* _Task inputs_
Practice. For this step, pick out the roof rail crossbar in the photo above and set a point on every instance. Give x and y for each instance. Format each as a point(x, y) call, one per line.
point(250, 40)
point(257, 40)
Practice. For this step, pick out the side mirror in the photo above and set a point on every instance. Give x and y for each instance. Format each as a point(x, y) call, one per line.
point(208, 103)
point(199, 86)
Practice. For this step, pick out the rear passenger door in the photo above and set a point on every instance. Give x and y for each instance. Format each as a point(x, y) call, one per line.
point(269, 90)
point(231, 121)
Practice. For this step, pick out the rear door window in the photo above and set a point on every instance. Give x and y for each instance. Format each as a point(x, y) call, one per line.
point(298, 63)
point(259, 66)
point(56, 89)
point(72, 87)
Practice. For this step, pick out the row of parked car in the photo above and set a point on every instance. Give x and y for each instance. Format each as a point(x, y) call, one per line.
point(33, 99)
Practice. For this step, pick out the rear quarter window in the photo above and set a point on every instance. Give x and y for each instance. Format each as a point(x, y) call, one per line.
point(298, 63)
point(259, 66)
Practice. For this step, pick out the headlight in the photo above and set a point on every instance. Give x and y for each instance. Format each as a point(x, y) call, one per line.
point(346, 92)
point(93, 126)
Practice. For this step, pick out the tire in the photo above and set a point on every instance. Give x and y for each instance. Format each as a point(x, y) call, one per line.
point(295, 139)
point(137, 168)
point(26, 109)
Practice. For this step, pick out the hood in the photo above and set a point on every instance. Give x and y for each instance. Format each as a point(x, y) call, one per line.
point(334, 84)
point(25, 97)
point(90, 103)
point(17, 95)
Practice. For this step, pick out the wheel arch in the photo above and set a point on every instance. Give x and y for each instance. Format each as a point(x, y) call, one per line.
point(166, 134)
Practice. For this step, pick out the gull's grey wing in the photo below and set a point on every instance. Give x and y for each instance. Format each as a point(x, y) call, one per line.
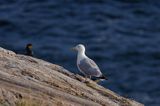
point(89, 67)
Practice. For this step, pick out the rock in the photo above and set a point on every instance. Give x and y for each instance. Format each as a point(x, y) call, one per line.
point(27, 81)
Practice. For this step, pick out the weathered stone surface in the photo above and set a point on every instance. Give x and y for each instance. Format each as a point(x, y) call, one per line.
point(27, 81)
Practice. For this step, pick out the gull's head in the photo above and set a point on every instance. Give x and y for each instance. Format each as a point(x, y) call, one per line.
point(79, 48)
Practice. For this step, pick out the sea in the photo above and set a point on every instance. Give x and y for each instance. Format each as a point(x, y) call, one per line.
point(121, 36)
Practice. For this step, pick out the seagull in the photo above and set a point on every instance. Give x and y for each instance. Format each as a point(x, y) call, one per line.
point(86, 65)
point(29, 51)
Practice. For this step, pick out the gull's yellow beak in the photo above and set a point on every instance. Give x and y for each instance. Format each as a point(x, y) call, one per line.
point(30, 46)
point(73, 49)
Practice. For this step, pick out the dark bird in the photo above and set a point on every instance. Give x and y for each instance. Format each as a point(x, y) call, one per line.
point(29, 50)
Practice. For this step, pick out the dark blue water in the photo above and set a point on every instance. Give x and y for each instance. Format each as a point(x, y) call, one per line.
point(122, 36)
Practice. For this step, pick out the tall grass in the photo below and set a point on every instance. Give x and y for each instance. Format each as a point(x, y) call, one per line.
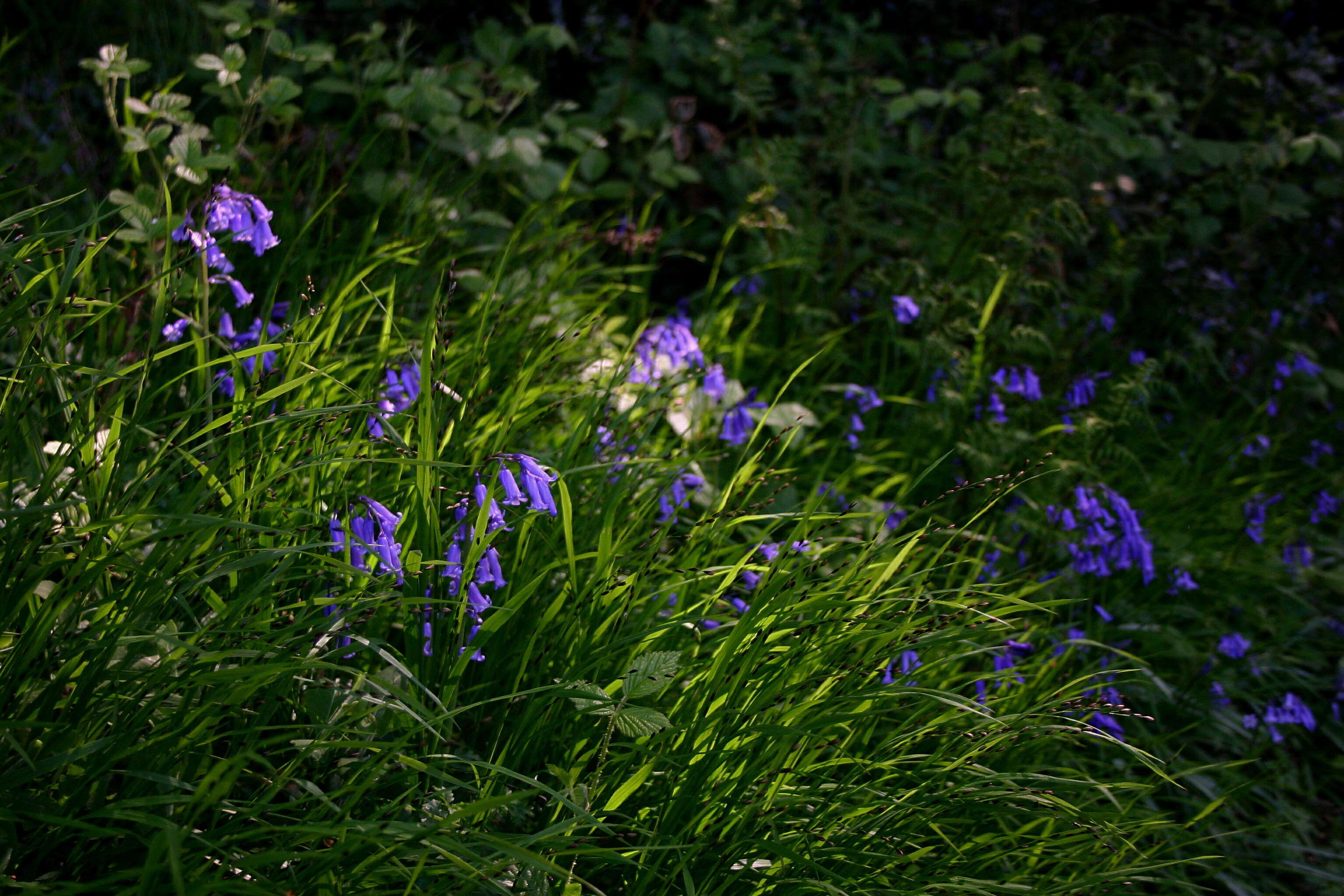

* _Your instructions_
An exact retyping of the entries, without images, is the required answer.

* _Solution to this problem_
Practice. For this step, pick out the roof rail crossbar in the photo above and set a point on every instance. Give x and y for each instance. Format each as a point(x, y) call, one per line.
point(250, 40)
point(257, 40)
Practice. For this step, pick out the side mirror in the photo above and set a point on every instance. Give x and y for each instance. Format each as a point(x, y) call, one per line.
point(208, 103)
point(199, 86)
Practice. For this step, pick out the rear passenger door in the photo above and set a point on every instance. Give x and y for each instance. Format each as a point(x, y) call, one per line.
point(269, 90)
point(231, 121)
Practice. For this step, pick out the rear door window in the photo above and set a point on every instance. Give x and y for each instance. Format each as a point(x, y) call, one per line.
point(298, 63)
point(259, 66)
point(56, 89)
point(72, 87)
Practice. For this step, pick out the row of parked car in the photo above and set a point on every instance. Give x and y for each instance. Format each as a point(x, y) call, one per line.
point(33, 99)
Practice. For this step, pick out the rear quarter window in the photo above and set a point on every instance. Give x and y for each instance. Format each as a point(x, y) call, one per line.
point(298, 63)
point(259, 66)
Practice. For this step, pick out the headlight in the photo above and set a point on every instance. Give x and y for each instance. Format each as a point(x, y) call, one per line.
point(346, 92)
point(93, 126)
Practice. For this step, pick out the tire in the photo above and set a point on every instance. Give x and y for each instance. Format each as a point(x, y) call, one per line.
point(295, 139)
point(137, 168)
point(26, 109)
Practice. For this step, pick out the hood in the photo above and set a point on every instance. Give x and y for each instance. Format each as a point(x, y) call, one per line.
point(334, 84)
point(25, 97)
point(90, 103)
point(17, 95)
Practice. For this step, pick out the wheel arch in the photo above and set a point on every instance. Give x and y for each instance. Format each as a point(x, y) call, one per line.
point(166, 134)
Practice. For this step, pick out the gull's grey wing in the photo below and set a point on every instance. Give x and y for each instance. Format each as a point(x, y) call, one per line.
point(89, 67)
Practice. For this step, pick out the rock in the photo above and set a point on every instance. Give x and y for each instance. Format each as a point(x, y) call, one per line.
point(27, 81)
Practice. For this step, pick out the weathered stone surface in the photo above and set a point on every instance. Give x and y for each instance. Format each as a point(x, y) call, one per line.
point(27, 81)
Practice. For this step, pick out the gull's head in the photo above and set a point on every instance. Give x and y for each instance. Format each as a point(x, y) call, one per line.
point(79, 48)
Practice. For this step, pick out the sea in the photo above and set a point on every instance. Give x and y for each instance. Format each as a point(x, y) call, one per line.
point(121, 36)
Practice. For this step, pick out the seagull in the photo above and set a point on every instance. Give x and y for each instance. Format each as a point(x, y) call, one per line.
point(86, 65)
point(29, 51)
Practice. For this step, pick out the gull's yellow beak in the photo above and set a point on every instance. Give x and y for each instance. Format each as a point(x, y) call, one per line.
point(30, 46)
point(73, 49)
Practice. For this step, pick out the dark bird in the photo above and set a point on every instance. Give x and y for each instance. Format each as a point(x, y) call, one per line.
point(29, 50)
Practice. For this step, pick out the dark blue water in the photo above and set a point on every instance. Give x and y for each instance. Format each as a point(x, y) call, one per line.
point(122, 36)
Practice. For this step, pick out the tall grass in the photo below and set a point on every instance. Give x and y for each instance. Format each as a point(x, y) call, one per line.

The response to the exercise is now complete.